Look below for the line containing "Could you please point out the arched" and the line containing "Could you please point out the white paper", then set down both and every line between them exactly, without pictures.

--

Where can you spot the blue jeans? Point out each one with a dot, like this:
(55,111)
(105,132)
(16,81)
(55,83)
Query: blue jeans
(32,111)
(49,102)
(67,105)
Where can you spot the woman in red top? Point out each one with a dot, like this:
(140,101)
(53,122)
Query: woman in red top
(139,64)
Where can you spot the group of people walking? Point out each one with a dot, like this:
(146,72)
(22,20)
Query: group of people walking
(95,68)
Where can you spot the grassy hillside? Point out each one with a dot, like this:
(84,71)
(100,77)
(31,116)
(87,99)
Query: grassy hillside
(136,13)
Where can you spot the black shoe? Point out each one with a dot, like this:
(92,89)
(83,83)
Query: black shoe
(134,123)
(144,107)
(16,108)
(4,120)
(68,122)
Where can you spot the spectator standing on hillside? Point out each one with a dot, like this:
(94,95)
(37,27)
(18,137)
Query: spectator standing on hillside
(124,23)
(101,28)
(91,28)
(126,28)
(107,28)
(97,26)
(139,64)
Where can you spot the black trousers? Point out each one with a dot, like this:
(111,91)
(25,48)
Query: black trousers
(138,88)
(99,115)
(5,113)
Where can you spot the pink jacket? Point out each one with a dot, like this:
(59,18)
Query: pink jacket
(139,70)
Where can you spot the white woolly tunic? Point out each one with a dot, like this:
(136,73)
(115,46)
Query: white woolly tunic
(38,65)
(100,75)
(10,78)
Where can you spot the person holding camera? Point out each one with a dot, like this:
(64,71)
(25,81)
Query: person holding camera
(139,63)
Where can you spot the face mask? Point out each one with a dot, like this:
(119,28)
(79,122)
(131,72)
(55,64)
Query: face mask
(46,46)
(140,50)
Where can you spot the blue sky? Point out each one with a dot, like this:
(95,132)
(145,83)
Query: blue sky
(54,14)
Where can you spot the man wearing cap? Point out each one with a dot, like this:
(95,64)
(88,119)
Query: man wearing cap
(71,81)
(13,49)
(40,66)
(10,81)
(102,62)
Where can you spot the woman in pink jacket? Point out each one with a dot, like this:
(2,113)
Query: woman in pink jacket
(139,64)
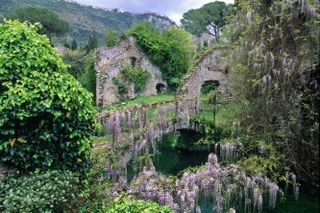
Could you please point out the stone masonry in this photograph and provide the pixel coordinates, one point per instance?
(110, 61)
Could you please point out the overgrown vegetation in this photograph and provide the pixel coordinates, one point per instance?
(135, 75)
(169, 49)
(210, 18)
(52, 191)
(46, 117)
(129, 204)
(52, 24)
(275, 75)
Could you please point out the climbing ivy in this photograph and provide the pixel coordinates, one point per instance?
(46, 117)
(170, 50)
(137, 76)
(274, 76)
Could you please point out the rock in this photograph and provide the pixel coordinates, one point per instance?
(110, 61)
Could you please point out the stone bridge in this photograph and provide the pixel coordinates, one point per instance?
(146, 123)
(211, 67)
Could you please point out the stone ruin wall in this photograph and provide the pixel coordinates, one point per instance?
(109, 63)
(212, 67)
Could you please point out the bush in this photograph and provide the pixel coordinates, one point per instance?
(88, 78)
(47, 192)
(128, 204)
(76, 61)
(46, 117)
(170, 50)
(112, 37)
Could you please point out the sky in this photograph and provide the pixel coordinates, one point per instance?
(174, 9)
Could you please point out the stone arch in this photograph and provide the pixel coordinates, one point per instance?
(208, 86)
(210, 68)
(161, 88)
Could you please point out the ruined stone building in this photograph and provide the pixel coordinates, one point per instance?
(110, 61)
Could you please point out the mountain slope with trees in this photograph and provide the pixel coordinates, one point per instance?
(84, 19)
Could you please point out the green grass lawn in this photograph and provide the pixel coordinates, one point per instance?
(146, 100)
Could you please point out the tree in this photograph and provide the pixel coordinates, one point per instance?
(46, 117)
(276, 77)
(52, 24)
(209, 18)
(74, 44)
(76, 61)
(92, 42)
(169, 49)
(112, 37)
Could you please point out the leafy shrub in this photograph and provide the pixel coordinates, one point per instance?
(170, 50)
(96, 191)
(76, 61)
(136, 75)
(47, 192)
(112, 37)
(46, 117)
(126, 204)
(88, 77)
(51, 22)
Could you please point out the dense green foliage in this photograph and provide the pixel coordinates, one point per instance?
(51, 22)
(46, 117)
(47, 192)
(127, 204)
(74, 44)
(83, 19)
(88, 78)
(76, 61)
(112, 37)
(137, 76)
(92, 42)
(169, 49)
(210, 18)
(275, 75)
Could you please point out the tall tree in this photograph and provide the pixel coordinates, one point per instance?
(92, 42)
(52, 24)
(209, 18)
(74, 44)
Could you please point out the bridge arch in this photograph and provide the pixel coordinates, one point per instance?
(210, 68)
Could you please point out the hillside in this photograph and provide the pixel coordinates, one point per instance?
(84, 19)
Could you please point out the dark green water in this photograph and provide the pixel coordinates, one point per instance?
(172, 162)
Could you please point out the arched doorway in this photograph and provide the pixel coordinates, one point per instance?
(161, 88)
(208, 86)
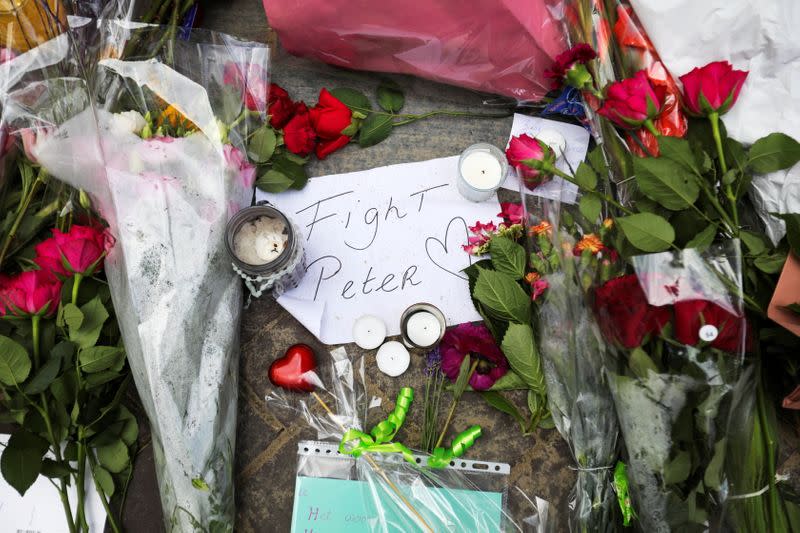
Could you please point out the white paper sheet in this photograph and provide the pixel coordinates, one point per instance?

--

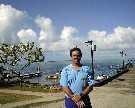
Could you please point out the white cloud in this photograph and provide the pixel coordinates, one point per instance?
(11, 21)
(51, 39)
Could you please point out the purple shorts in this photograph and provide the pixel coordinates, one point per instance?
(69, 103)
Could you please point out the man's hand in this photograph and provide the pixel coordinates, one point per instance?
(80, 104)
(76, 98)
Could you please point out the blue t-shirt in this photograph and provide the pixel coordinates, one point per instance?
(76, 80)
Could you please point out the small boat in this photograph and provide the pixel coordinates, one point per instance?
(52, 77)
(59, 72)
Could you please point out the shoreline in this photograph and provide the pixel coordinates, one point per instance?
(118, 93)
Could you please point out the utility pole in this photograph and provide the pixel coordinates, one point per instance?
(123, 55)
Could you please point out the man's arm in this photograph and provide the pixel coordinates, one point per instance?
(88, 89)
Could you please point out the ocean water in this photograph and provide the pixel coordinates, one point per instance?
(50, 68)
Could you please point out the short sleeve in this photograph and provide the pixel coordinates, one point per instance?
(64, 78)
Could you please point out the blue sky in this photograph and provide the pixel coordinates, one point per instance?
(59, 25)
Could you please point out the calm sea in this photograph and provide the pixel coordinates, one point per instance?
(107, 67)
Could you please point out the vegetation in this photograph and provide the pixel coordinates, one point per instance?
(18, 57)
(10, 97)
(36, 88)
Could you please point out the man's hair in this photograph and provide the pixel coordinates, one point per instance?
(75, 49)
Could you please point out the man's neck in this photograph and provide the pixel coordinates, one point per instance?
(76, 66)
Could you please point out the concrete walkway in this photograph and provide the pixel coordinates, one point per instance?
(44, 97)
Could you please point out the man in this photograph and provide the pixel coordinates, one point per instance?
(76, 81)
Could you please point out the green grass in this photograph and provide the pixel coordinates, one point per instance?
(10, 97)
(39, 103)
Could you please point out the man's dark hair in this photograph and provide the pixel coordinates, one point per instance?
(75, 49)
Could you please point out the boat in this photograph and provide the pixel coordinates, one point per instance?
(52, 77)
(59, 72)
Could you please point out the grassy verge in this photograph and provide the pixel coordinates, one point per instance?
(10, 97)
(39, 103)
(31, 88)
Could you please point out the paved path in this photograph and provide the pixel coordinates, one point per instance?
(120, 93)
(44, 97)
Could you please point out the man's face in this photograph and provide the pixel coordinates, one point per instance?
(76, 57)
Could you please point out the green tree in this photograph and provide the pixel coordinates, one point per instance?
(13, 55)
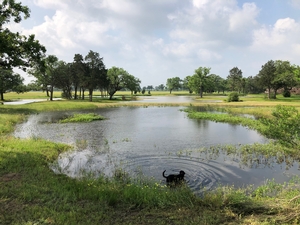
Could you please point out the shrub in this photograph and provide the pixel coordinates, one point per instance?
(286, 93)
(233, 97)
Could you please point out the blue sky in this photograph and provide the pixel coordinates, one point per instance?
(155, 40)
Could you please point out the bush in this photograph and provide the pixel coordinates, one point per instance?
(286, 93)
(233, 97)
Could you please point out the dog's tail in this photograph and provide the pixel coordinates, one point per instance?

--

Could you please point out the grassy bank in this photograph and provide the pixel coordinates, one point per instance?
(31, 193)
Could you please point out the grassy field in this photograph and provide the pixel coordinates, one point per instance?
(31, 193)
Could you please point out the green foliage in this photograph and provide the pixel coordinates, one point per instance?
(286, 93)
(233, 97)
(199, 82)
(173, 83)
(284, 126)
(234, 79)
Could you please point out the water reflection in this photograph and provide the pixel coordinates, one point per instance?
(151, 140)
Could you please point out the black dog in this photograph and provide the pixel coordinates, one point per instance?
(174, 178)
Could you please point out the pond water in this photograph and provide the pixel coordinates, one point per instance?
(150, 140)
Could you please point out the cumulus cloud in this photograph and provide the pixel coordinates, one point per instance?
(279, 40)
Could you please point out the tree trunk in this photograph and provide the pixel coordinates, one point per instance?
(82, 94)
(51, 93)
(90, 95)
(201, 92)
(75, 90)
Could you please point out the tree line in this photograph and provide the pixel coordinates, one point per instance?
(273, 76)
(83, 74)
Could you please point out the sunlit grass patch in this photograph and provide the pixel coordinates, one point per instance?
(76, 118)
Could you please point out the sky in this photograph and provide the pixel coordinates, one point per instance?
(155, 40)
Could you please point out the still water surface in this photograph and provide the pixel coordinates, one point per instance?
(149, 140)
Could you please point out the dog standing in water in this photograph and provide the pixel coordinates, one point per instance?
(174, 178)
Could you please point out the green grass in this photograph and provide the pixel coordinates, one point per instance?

--

EXERCISE RESULT -
Could you please point out the arched doorway in this photograph and provide the pixel coordinates, one point per instance?
(161, 88)
(208, 86)
Could you please point out the white paper sheet in this photograph and provide the pixel coordinates, one point per instance?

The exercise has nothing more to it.